Reproduce the data below line by line, from its first line to the line with "A single point marks each instance of the tree bark", both included, and nothing past that point.
- - - - - - -
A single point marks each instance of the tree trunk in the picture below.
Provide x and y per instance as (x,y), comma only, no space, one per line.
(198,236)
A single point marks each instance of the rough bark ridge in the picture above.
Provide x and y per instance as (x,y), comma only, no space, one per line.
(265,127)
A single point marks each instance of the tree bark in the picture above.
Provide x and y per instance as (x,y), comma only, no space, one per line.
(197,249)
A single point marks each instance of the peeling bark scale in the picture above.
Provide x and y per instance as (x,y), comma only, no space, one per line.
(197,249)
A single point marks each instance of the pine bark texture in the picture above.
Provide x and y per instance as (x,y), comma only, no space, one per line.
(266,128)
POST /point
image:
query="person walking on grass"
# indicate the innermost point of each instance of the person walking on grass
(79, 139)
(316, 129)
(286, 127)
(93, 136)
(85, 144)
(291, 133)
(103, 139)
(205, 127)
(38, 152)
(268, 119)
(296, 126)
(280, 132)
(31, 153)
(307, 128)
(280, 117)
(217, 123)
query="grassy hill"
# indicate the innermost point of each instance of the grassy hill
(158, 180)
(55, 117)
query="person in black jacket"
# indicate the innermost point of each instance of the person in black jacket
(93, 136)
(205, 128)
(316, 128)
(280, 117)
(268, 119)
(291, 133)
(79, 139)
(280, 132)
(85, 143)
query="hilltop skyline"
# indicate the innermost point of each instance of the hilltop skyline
- - - - - - -
### ANSWER SECTION:
A single point marks each instance of the tree trunk in the picture below.
Provide x and y per instance as (x,y), comma only, no space, one per line.
(198,236)
A single point marks each instance of the rough bark ridge in the picture above.
Provide x and y per instance as (x,y), comma only, no space, one per line.
(265,127)
A single point marks each instance of the tree bark in the picture above.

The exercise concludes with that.